Copy out every record below, word for word.
** Start **
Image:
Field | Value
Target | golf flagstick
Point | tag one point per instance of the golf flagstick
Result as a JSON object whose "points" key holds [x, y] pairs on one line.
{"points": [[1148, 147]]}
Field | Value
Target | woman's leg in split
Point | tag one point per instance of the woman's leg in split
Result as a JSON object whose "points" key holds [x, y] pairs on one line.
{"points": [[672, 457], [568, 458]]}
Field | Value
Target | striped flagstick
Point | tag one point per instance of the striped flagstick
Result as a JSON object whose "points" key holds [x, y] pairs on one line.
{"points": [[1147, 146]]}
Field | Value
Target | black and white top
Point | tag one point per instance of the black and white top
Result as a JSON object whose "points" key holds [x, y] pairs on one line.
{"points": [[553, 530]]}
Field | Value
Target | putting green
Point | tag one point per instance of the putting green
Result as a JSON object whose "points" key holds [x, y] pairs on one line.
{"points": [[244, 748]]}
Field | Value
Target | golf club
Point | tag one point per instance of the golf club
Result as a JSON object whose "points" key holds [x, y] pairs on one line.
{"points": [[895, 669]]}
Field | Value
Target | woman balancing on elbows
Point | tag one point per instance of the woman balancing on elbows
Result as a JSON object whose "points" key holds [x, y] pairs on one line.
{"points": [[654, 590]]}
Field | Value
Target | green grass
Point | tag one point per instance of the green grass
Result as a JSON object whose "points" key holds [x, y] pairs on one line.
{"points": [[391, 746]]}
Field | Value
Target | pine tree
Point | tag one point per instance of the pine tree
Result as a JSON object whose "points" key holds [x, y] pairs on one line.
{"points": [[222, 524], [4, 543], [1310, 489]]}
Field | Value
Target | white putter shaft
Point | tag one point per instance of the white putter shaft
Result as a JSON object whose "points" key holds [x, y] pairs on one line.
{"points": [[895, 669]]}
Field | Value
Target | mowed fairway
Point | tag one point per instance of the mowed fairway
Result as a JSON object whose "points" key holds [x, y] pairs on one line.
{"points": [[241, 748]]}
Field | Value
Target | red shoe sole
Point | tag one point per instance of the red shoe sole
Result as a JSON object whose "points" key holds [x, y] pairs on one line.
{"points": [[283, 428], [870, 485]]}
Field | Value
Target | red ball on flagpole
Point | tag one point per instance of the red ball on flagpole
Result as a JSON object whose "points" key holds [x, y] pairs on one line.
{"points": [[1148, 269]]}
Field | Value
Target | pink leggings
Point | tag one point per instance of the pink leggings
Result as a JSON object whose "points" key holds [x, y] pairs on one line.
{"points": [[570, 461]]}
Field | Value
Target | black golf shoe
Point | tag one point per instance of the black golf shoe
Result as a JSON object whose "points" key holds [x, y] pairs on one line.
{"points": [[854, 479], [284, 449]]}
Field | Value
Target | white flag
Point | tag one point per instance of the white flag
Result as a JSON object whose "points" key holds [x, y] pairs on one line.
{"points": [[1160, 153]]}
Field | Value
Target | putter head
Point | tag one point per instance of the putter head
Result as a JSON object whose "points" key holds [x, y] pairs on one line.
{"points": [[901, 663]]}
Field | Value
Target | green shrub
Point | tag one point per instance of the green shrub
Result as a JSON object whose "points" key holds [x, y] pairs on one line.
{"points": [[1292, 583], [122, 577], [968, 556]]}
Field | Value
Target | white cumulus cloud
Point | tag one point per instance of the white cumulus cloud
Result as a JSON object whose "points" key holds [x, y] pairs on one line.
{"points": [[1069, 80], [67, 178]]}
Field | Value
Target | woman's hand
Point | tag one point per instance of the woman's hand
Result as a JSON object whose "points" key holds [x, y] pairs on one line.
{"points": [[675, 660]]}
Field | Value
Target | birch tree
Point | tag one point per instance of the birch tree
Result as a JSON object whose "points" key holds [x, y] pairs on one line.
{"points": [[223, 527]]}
** End **
• **OUTPUT**:
Image:
Field | Value
Target | golf flagstick
Point | tag one point per instance of the golf flagstick
Result as a JSON object whose "points" key holds [x, y] pairs on one line.
{"points": [[1148, 147]]}
Field | Value
Target | woman's leg in split
Point | tag one point per instance of the woman's leg in split
Result as a JSON object whose "points" key holds [x, y] pairs on one line.
{"points": [[672, 457], [568, 458]]}
Field | Value
Target | striped flagstick
Point | tag one point per instance of the striped flagstick
Result as a JSON object whose "points" key holds [x, y] pairs on one line.
{"points": [[1147, 146]]}
Field | Value
Target | black and white top
Point | tag one point per instance of the black and white top
Result as a JSON object whose "points" key holds [x, y] pairs on one line.
{"points": [[553, 530]]}
Field | Value
Target | putting green
Point | tag one point per instance of the putting green
Result as a JSON object whose "points" key holds [x, y] pairs on one line.
{"points": [[244, 748]]}
Field | Value
Target | golf club
Point | tag one point per instance of the golf club
Result as a JSON object whose "points" key holds [x, y] pairs on one line.
{"points": [[895, 669]]}
Field | Value
Target | woman balancing on elbows
Point | tag one point per instance of the woman balancing on elbows
Result as a JSON object whose "points" key holds [x, y] pairs on one line.
{"points": [[654, 590]]}
Field | Value
Target | green grass
Point | tag one point per instance of the green grass
Result as a JSON object whose "points" key holds [x, y] pairs on one line.
{"points": [[391, 746]]}
Field | Value
Target | pine tree
Point | tag one point per instance of the pine tree
Result as a JSON object whose "points" key holds [x, y] pairs on one line.
{"points": [[222, 524], [4, 543], [1310, 489]]}
Field | Value
Target | white putter shaft
Point | tag one point per instance of the white putter shaft
Result as a JSON object whose "points" key holds [x, y] pairs on one line.
{"points": [[895, 669]]}
Field | Value
Target | mowed fairway
Point | tag one point per instance of the mowed fairway
Result as a JSON object whose "points" key holds [x, y] pairs on one line.
{"points": [[241, 748]]}
Field | Value
Target | red shoe sole
Point | tag one point per instance of the red shoe sole
Result as a JSON object whose "points" key holds [x, y] pairs on one line.
{"points": [[283, 428], [870, 485]]}
Field | Value
Target | red ball on flagpole
Point | tag one point per instance of the red ball on flagpole
Result as a JSON object whose "points" key holds [x, y] pairs on one line.
{"points": [[1148, 269]]}
Field | Value
Target | pink leggings
Point | tag one point per instance of the pink leggings
Result as a JSON object whose "points" key holds [x, y] pairs on one line.
{"points": [[570, 461]]}
Field | Value
Target | black golf shoe
Point | tag one point per instance of the black golf shoe
Result as a JSON object whose "points" key holds [x, y] pairs on one line.
{"points": [[854, 479], [284, 449]]}
Field | Value
Target | white flag
Point | tag one point per instance of the white flag
Result as a JSON object whose "points" key holds [x, y] pairs on one line.
{"points": [[1160, 153]]}
Field | Value
Target | putter head
Point | tag one point per instance of the putter head
Result as a JSON object whose "points" key holds [x, y] pairs on one line.
{"points": [[901, 663]]}
Field | Value
Target | green shrub
Point | tag one point per instance of the green shrub
Result as a JSON object whose "points" key holds [x, y] pairs on one line.
{"points": [[1292, 583], [122, 577], [968, 556]]}
Field | Value
Target | white cumulus cloud
Point | tag one point per instance of the white cumulus cloud
Result as a JSON object whose "points" key holds [x, y] pairs on one line.
{"points": [[1069, 80], [67, 178]]}
Field | Value
Target | woman's hand
Point | tag one point per instance of the woman's hand
Result as a JSON object whose "points" key holds [x, y] pairs on one line.
{"points": [[675, 660]]}
Field | Value
Target | birch tree
Point | tag one point per instance of the birch tree
Result as a JSON object whose "points" key holds [x, y] pairs on one line.
{"points": [[223, 527]]}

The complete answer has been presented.